*Exercise brief*:
Copy the listing below word for word, starting at the line that contains "Given the image above, locate any hooded" and ending at the line that contains "141;125;189;199", including both of those lines.
--- START OF Data supplied ---
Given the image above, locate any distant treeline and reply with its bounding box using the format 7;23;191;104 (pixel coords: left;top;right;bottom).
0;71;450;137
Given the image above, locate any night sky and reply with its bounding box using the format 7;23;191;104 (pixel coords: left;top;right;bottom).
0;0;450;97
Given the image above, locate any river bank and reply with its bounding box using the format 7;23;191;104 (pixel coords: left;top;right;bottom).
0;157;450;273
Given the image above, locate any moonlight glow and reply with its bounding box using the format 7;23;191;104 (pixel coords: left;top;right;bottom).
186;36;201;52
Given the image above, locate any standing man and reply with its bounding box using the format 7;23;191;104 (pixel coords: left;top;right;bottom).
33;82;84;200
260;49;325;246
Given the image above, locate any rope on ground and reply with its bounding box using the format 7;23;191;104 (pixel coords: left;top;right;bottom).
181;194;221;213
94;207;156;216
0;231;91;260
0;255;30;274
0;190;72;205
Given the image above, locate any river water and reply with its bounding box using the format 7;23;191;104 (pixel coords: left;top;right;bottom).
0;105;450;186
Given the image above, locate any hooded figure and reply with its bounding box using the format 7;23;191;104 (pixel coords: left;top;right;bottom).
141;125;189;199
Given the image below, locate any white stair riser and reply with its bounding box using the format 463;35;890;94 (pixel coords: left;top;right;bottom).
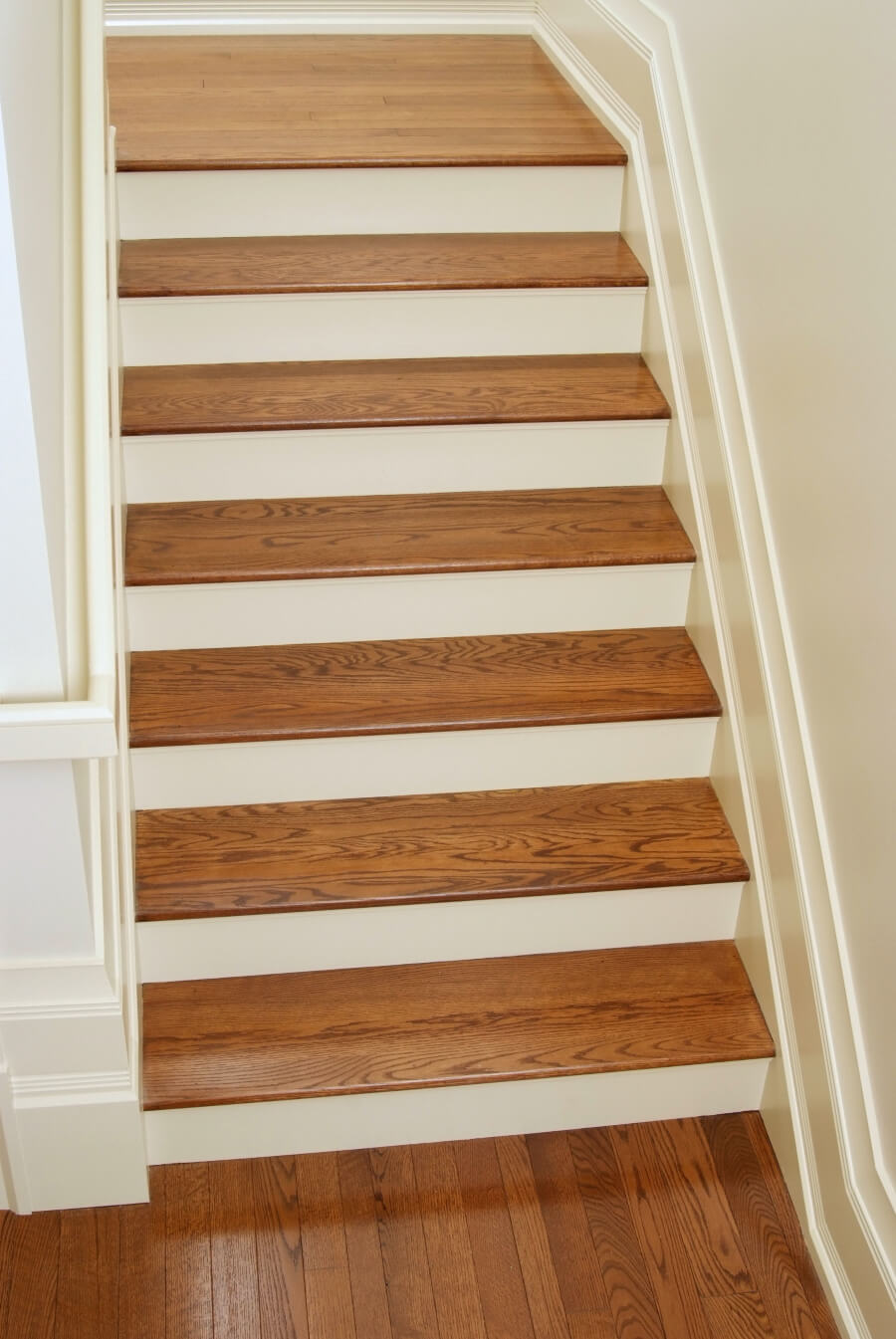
--- END OF Data supplied ---
--- START OF Data supplied ---
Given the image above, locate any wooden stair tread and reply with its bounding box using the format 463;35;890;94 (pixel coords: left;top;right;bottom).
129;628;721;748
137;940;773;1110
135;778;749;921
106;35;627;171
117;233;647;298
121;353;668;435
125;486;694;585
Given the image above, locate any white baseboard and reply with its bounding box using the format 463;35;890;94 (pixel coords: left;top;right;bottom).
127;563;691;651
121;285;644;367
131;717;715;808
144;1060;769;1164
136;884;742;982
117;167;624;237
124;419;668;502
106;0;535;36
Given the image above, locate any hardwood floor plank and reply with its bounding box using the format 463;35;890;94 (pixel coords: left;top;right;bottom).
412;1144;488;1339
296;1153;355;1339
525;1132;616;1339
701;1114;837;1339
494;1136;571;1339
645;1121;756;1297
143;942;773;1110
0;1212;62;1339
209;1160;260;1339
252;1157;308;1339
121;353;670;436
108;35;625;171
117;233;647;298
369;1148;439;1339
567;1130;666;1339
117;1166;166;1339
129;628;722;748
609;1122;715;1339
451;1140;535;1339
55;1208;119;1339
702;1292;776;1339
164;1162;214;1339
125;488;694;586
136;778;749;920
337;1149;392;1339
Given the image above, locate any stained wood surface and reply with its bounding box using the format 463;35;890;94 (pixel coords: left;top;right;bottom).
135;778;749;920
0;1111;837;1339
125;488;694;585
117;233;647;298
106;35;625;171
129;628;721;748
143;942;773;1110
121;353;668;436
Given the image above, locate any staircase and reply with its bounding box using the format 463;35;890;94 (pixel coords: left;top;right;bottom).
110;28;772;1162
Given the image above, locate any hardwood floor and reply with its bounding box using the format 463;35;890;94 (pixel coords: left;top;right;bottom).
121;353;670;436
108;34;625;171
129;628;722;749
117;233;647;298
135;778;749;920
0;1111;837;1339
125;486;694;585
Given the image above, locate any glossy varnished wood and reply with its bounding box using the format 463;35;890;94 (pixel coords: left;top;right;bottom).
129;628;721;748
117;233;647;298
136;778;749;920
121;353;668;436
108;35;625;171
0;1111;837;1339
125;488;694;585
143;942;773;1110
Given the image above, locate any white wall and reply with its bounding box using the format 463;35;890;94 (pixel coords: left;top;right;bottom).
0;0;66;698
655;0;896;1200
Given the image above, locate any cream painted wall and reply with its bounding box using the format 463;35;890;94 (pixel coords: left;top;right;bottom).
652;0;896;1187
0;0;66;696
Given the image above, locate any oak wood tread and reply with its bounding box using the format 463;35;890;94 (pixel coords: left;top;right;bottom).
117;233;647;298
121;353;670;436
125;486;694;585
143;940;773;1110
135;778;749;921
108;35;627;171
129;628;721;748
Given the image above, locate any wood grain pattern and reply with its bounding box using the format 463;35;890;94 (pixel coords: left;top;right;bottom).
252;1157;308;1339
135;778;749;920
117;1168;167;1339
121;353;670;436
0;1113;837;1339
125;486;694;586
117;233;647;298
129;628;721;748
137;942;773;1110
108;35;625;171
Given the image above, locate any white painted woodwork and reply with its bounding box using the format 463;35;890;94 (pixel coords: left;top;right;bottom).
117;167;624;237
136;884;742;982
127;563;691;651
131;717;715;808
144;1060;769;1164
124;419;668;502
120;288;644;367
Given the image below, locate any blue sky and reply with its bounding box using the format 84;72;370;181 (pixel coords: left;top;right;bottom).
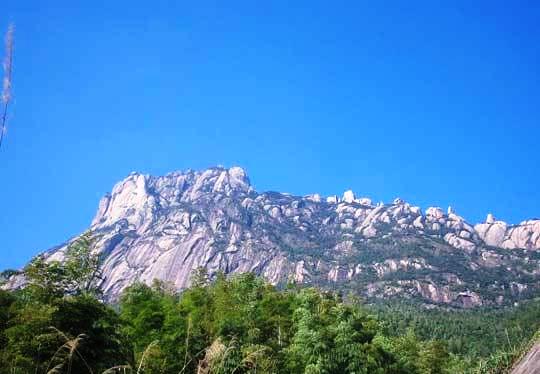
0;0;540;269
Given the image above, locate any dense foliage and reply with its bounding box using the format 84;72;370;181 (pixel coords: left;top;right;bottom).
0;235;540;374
--- END OF Data supplied ---
--- START OF Data supplied ---
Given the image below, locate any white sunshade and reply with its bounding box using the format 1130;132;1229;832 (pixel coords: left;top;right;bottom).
--- END OF Data supplied ---
*Exercise response*:
Given the image above, locate any hooded figure and reply with its bounding box using the format 7;23;191;104 (pixel coords: left;top;right;bottom).
141;125;189;199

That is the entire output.